Material provided>
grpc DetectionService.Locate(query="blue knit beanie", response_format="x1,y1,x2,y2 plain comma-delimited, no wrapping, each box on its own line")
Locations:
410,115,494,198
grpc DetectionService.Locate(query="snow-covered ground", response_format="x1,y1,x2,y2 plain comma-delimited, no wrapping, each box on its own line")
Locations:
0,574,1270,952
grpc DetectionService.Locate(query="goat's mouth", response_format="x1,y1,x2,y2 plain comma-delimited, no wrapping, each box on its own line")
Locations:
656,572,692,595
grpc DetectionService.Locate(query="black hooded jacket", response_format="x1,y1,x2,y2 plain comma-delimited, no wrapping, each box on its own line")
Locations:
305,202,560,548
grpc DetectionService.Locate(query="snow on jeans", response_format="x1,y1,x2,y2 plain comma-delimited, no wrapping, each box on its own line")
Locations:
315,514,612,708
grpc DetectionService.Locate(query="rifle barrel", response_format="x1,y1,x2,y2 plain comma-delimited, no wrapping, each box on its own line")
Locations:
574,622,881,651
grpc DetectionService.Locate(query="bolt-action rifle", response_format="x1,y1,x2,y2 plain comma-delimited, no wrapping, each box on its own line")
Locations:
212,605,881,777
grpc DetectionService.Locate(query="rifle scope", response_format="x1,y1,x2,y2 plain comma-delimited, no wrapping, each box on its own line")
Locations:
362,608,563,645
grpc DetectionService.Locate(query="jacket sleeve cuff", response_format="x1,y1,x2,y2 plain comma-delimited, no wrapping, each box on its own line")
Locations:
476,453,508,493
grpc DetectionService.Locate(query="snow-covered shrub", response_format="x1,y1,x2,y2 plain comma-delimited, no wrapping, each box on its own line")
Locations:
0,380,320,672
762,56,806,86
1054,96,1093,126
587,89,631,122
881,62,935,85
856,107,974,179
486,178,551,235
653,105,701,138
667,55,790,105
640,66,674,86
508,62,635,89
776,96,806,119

Exercise details>
Can you express every line of the items above as a Markdown table with the columns Row and Line, numbering each row and leaving out any blank lines?

Worked solution>
| Row | Line |
|---|---|
| 1 | grpc DetectionService.Locate(query="blue knit beanie", response_format="x1,y1,x2,y2 plain comma-delimited, no wrapping, each box on its own line") |
| 2 | Locations: |
| 3 | 410,115,494,198 |
| 4 | grpc DetectionService.Locate(query="snow-covered ground", response_format="x1,y1,x2,y2 plain comma-delimited, no wrapping, each box on its own line") |
| 5 | Locations: |
| 6 | 0,574,1270,952 |
| 7 | grpc DetectionService.Locate(query="goat's mouth", response_format="x1,y1,x2,y2 plain comma-delimited, no wrapping, each box on its own line") |
| 8 | Locations: |
| 9 | 656,572,692,595 |
| 10 | grpc DetectionService.Locate(query="black hooded jacket", response_format="x1,y1,x2,y2 plain comma-delimited, no wrapping, each box on its own line") |
| 11 | Locations: |
| 12 | 305,202,560,548 |
| 13 | grpc DetectionService.Locate(query="snow on jeans", response_format="x1,y1,x2,y2 plain comma-delimited, no wrapping, each box on its own line") |
| 14 | Locations: |
| 15 | 315,514,612,708 |
| 16 | grpc DetectionService.Locate(query="rifle barrel", response_format="x1,y1,x2,y2 plain comma-delimited, no wrapping, each box on its own line") |
| 17 | Locations: |
| 18 | 574,622,881,651 |
| 19 | grpc DetectionService.Locate(query="bolt-action rifle", response_format="x1,y1,x2,y2 plain comma-delimited, no wrapping, each box on its own line") |
| 20 | Locations: |
| 21 | 212,605,881,777 |
| 22 | grpc DetectionService.Locate(query="rifle scope", response_format="x1,y1,x2,y2 plain comma-delimited, no wrapping, each box on its own line") |
| 23 | Locations: |
| 24 | 362,608,563,645 |
| 25 | grpc DetectionService.Locate(query="jacket sleeve cuff", response_format="x1,y1,x2,y2 plain comma-delimited, no wrapping, each box on its own line") |
| 26 | Locations: |
| 27 | 476,453,508,493 |
| 28 | grpc DetectionService.Locate(query="snow-covered shrub", response_format="x1,y1,x2,y2 plain comma-delimited, no wrapping, each box on its own line") |
| 29 | Locations: |
| 30 | 0,380,320,672 |
| 31 | 762,56,806,86 |
| 32 | 1054,96,1093,126 |
| 33 | 587,89,631,122 |
| 34 | 881,62,935,85 |
| 35 | 856,107,974,179 |
| 36 | 486,178,551,235 |
| 37 | 653,105,701,138 |
| 38 | 667,55,790,105 |
| 39 | 640,66,674,86 |
| 40 | 508,62,635,89 |
| 41 | 776,96,806,119 |